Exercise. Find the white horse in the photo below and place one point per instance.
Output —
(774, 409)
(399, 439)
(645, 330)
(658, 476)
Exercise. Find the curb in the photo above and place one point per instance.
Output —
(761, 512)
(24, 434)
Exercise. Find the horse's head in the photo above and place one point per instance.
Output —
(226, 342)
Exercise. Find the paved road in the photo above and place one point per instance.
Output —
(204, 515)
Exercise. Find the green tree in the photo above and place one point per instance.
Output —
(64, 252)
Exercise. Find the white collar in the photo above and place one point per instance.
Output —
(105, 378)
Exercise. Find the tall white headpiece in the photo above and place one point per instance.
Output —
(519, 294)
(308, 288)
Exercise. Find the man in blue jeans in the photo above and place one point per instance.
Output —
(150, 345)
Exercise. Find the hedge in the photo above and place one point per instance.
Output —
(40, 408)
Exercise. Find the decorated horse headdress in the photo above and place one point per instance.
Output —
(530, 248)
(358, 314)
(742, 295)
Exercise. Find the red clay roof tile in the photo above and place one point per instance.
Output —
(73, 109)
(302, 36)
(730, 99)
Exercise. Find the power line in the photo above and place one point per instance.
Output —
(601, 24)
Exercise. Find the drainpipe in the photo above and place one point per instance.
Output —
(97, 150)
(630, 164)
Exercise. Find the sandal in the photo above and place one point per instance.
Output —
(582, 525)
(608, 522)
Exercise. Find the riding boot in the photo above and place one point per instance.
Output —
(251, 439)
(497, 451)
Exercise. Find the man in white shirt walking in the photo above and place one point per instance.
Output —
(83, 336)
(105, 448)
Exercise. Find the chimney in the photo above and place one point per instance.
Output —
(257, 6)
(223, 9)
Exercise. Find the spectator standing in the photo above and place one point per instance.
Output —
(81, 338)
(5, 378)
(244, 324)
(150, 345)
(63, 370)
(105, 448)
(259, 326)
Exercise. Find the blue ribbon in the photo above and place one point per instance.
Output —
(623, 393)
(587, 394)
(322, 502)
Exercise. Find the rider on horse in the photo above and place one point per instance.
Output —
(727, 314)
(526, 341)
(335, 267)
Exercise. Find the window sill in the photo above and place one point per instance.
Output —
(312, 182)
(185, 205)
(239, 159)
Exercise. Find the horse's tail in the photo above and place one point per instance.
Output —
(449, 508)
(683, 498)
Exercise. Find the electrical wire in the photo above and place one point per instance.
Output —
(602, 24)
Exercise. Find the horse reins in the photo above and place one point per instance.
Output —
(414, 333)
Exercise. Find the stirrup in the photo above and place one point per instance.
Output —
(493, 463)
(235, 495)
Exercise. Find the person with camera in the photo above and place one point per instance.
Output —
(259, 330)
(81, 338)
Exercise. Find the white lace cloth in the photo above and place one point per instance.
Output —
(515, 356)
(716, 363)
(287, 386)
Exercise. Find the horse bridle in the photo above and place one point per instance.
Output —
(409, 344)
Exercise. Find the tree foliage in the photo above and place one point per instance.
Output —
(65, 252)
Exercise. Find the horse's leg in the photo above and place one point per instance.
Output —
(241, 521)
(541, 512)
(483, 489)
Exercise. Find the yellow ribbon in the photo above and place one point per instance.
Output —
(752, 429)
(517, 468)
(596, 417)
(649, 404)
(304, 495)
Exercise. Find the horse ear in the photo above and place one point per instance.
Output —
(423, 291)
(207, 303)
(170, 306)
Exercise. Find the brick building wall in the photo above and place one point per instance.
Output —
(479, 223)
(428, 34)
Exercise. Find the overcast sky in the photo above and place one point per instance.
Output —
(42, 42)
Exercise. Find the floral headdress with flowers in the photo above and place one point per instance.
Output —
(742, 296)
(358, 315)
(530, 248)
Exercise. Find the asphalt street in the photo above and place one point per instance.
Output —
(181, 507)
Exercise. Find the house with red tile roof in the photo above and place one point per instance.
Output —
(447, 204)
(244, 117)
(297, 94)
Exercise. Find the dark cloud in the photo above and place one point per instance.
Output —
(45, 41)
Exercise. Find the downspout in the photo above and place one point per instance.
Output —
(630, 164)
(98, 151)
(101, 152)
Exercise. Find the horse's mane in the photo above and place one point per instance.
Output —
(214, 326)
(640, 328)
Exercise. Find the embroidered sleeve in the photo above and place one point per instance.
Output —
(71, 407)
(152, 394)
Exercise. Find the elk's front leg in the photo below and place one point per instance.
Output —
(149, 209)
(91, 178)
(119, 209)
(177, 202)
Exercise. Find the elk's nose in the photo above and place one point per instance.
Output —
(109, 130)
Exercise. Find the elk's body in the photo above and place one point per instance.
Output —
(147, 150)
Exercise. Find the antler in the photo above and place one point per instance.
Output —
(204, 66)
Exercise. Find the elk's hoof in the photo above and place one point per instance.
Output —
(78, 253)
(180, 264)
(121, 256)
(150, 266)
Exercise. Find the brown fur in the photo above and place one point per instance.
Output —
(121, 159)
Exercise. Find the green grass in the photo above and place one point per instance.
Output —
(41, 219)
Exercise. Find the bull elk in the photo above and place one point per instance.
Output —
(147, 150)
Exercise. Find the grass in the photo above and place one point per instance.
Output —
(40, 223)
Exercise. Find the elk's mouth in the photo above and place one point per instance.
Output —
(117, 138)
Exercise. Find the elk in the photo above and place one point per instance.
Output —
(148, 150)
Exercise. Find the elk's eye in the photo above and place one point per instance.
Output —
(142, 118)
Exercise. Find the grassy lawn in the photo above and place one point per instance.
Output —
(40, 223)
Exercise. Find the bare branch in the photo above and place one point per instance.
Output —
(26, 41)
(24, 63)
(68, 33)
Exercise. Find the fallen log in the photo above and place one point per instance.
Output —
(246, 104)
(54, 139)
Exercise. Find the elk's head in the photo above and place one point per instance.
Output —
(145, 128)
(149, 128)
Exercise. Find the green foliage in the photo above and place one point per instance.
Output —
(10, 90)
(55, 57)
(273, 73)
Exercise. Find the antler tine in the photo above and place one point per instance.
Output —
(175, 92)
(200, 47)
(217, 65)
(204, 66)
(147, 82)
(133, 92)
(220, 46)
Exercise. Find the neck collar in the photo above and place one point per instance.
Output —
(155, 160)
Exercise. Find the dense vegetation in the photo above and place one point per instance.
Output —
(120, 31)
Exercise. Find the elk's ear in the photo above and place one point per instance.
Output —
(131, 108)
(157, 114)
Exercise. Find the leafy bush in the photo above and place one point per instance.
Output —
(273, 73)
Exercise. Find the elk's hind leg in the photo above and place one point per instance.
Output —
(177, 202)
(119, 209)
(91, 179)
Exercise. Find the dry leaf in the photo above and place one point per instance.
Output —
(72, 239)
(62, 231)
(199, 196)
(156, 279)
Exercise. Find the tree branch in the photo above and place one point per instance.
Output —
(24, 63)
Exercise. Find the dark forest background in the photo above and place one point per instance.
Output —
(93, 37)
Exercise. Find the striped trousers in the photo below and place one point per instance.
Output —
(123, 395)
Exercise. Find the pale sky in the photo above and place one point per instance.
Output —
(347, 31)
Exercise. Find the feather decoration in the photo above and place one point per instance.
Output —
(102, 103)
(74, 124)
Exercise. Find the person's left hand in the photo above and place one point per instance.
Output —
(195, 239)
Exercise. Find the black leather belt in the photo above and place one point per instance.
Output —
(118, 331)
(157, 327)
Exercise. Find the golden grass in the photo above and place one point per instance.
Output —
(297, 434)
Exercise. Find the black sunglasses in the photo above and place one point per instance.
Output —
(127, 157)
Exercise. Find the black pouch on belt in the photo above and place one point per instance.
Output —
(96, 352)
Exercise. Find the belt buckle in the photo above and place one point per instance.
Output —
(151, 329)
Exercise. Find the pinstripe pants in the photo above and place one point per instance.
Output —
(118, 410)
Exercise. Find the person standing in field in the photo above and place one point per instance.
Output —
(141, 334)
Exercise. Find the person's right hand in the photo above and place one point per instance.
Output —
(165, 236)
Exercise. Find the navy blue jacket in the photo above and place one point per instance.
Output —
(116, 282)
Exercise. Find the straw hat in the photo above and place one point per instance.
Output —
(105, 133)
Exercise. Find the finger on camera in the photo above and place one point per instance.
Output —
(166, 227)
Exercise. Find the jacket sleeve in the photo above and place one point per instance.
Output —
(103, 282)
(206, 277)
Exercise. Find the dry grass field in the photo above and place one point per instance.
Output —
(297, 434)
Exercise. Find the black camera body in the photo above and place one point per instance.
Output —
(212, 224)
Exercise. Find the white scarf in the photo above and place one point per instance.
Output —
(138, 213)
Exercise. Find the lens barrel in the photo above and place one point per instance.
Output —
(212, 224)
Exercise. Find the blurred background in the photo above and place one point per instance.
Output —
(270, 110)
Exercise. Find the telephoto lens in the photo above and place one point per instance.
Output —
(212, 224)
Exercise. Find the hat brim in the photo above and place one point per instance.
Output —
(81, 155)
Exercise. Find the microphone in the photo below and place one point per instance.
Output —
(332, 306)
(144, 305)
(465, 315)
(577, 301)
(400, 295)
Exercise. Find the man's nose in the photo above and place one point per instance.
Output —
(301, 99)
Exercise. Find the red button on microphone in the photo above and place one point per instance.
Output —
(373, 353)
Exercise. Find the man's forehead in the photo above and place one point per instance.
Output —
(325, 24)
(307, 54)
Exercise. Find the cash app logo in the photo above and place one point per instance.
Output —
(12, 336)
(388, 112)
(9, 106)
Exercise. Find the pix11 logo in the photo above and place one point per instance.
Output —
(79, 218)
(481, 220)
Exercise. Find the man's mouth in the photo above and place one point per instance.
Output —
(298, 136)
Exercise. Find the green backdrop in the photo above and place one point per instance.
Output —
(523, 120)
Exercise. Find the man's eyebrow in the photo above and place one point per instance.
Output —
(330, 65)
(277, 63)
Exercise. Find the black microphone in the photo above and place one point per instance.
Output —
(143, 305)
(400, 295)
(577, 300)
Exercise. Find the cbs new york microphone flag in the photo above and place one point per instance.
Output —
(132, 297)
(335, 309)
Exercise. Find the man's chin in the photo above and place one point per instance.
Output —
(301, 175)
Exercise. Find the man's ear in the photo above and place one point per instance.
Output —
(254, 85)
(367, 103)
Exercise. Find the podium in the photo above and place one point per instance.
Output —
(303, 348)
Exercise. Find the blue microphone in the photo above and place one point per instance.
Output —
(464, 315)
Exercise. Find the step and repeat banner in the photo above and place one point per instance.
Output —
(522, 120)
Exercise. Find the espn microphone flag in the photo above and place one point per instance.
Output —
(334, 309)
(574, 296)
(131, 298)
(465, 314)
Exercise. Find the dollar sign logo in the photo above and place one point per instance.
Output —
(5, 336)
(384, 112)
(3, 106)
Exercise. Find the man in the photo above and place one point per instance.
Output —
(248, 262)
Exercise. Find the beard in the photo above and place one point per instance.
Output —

> _What is being asked_: Review the material and copy each line in which the word "antler" appears.

> _Task result_:
Exercise. Find the antler in the photo above and place one point per instance.
Exercise. Find the antler tine in the photo above and place one point per instance.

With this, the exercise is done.